REQUEST:
Please list every line from the items below that contains the word "white", copying each one in full.

[Saved entries]

::::::

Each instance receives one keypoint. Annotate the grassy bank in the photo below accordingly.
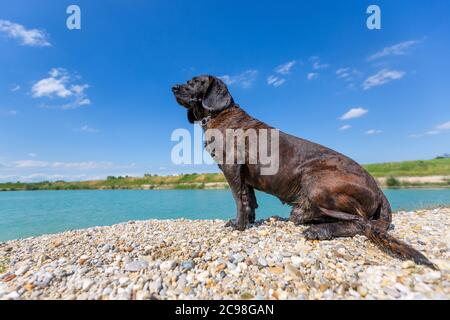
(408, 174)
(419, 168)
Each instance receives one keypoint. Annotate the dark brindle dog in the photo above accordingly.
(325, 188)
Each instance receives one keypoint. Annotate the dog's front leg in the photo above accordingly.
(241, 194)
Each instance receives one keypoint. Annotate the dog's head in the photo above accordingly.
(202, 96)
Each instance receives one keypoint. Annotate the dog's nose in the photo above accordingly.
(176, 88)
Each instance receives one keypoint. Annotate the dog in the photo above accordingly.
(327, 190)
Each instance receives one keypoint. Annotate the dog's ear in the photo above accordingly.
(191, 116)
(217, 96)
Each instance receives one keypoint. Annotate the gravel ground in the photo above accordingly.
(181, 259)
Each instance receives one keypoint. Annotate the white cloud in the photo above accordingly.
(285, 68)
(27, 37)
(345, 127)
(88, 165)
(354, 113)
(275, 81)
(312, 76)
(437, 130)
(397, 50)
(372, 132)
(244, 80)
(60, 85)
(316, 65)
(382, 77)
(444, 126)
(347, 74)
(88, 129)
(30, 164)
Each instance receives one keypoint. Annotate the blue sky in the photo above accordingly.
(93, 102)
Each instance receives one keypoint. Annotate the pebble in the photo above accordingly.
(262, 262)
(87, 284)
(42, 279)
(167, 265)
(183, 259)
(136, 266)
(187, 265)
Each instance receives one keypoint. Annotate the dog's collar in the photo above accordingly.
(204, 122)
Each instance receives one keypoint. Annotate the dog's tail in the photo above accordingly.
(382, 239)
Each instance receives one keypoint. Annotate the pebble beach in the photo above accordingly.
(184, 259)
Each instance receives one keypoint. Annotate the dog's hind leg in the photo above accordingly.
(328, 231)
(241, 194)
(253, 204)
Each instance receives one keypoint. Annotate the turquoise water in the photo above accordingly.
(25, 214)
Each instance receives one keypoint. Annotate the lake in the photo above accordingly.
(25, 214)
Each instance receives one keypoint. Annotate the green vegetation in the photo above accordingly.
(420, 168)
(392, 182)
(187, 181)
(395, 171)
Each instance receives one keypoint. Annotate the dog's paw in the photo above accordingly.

::::::

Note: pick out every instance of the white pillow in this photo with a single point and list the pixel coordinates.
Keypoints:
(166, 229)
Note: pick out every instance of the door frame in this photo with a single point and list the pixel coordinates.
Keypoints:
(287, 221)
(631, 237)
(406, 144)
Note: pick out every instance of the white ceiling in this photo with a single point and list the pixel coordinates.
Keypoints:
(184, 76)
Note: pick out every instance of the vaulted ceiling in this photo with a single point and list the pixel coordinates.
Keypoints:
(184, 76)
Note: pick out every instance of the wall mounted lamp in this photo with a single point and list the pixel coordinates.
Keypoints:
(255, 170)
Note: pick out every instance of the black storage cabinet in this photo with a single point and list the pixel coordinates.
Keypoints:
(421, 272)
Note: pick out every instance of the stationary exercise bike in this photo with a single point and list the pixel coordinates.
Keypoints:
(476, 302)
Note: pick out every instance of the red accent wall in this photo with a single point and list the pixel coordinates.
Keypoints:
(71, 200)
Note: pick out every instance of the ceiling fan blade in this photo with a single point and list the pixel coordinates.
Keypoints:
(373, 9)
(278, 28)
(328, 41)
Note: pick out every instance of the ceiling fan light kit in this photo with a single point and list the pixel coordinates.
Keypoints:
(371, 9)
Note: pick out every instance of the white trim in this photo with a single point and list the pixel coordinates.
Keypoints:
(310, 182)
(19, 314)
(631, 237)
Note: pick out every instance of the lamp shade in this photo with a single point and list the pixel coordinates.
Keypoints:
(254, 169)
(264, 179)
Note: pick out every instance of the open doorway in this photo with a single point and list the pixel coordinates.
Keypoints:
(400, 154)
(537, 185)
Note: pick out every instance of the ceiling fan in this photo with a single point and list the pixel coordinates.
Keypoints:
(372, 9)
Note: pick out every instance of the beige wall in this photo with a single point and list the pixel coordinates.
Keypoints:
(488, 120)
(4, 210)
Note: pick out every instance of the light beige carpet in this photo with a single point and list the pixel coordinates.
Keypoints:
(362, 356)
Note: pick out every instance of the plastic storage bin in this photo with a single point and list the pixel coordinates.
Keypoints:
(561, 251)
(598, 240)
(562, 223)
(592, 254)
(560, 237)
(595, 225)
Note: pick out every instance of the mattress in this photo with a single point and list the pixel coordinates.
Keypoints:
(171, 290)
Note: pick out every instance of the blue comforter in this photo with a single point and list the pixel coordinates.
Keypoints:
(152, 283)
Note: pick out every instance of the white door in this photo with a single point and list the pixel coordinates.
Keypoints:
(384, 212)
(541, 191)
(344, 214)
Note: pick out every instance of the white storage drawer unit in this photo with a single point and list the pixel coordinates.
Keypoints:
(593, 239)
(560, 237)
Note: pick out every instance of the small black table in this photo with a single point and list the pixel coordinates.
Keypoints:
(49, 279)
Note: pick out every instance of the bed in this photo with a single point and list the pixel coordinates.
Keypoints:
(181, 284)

::::::

THE OUTPUT:
Each instance receives one keypoint. Annotate the white cloud in the photo above accordingly.
Note: pick out every instance of the white pillow in this photo with a single point and list the pixel coordinates.
Note: pick out every instance of the white ceiling in this photo with a single point and list the pixel coordinates.
Note: pick out every instance of the white trim in this photo with a single point and list the pixel coordinates.
Note: pick out every instance of the white door in this photo with a single point and list the pixel coordinates.
Note: pick out every instance of the white storage drawer unit in this photo with a single point and list the pixel coordinates.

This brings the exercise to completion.